Record excerpts:

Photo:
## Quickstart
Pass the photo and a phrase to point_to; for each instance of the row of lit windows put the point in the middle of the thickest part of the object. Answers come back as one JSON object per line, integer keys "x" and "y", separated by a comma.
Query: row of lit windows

...

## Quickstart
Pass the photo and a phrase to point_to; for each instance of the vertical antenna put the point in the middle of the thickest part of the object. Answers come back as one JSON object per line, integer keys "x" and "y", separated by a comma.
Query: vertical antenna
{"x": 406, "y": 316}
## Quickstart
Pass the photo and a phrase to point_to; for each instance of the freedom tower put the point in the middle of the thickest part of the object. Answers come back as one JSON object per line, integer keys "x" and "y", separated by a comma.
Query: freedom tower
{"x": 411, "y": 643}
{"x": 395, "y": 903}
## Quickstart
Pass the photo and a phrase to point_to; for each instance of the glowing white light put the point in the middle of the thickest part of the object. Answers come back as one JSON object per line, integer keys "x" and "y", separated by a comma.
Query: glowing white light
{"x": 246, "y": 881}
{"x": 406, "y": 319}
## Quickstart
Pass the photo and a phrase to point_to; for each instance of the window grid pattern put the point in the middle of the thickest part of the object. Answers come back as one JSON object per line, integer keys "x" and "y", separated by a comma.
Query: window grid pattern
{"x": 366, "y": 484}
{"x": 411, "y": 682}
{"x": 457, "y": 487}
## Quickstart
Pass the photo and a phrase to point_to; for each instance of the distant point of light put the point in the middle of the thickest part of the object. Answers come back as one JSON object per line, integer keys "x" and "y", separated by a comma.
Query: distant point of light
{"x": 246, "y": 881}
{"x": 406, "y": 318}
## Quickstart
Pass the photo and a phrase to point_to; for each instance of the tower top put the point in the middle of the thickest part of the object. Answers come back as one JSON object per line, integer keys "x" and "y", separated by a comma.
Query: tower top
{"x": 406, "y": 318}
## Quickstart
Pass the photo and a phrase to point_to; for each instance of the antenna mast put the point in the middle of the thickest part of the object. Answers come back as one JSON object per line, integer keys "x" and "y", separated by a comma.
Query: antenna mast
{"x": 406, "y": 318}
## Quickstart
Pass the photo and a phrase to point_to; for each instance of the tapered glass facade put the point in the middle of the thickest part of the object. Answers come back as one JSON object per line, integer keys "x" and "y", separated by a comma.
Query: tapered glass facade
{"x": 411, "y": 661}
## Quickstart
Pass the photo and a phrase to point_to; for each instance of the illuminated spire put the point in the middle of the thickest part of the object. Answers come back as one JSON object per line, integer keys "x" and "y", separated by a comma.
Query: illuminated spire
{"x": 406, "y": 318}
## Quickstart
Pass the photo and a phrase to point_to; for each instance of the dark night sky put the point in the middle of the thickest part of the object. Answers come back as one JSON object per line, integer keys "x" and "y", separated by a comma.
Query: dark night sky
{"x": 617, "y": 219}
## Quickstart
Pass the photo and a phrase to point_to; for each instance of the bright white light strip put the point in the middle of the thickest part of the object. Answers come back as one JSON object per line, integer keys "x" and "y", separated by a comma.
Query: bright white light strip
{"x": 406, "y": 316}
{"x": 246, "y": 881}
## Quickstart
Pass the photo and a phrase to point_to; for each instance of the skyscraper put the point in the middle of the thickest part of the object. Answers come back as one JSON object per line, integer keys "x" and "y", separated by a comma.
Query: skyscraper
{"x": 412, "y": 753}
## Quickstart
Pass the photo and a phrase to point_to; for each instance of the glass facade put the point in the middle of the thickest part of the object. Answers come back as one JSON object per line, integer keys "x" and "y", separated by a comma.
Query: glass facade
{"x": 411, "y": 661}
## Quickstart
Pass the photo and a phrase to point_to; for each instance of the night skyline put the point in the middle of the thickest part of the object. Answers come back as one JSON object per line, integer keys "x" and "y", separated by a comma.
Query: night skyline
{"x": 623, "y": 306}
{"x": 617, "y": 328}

--

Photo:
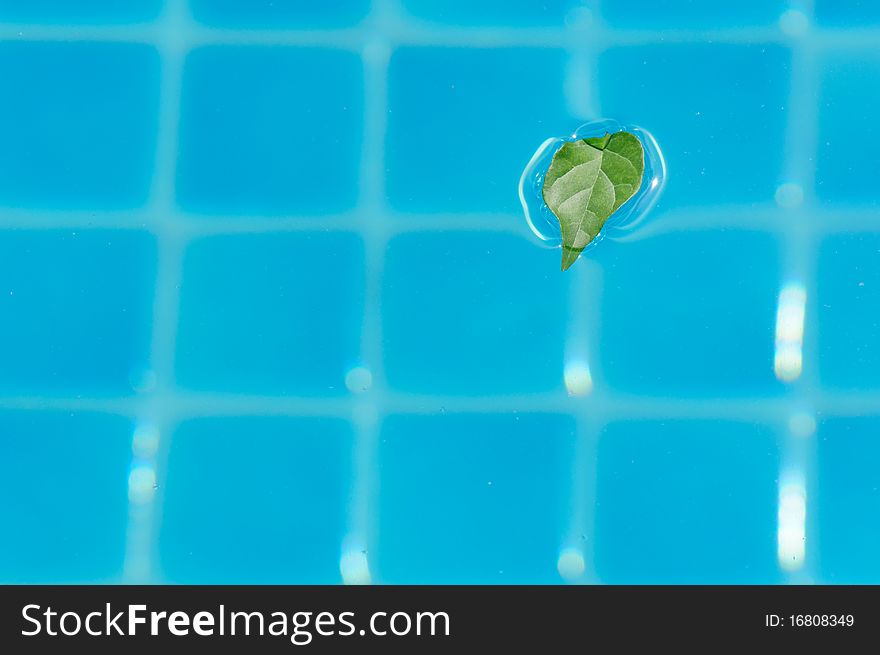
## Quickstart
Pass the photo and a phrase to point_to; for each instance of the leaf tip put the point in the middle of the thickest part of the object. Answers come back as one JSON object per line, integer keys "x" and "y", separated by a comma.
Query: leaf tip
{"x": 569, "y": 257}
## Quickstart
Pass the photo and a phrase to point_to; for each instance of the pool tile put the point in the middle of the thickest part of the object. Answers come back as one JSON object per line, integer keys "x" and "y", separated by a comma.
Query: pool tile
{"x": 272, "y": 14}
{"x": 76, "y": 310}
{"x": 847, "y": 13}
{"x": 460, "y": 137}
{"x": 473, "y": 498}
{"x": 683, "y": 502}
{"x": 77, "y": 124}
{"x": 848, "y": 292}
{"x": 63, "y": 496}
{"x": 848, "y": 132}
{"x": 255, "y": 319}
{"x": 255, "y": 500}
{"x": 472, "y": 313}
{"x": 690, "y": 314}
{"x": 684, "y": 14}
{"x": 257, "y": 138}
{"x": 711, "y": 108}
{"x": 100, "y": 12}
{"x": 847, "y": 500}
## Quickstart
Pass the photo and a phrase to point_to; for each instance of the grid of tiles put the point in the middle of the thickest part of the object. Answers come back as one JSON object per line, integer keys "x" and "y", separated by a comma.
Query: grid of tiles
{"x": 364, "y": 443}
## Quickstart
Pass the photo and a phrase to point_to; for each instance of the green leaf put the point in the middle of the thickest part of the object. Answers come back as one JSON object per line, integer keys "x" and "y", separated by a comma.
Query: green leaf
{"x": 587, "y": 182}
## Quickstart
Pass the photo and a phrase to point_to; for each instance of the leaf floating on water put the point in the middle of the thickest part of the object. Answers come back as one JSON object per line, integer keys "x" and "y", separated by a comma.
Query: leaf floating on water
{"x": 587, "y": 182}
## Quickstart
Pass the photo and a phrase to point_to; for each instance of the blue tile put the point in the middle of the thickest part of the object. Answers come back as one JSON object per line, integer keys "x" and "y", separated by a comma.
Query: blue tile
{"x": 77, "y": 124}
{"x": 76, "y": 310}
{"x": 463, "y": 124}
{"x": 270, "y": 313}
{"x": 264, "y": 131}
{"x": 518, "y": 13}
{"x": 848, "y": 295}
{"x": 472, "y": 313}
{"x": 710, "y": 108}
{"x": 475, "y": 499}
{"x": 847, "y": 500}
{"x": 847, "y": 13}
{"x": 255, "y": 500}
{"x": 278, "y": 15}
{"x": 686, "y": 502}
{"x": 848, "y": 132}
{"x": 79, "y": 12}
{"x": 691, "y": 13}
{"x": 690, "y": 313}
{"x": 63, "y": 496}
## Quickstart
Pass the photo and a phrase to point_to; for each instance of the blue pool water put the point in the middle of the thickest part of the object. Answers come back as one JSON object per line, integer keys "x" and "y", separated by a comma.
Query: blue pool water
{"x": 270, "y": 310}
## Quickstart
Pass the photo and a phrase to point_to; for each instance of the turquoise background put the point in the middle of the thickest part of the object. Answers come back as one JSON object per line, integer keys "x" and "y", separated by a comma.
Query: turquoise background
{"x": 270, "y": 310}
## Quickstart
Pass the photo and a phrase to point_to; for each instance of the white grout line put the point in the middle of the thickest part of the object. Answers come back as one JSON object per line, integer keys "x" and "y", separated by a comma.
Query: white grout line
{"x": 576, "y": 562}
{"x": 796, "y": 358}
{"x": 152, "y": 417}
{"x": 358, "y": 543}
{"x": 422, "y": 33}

Exercise prompt:
Find every line in the items above that contains the word "turquoise", and copy each of those lines in full.

Result:
Pass the photo and a phrase to point_to; for each instance of the turquoise background put the point in the middle of the thickest part of the object. Answers come back as one JSON object per line, integer keys "x" and "y", separated by a comma.
Query: turquoise background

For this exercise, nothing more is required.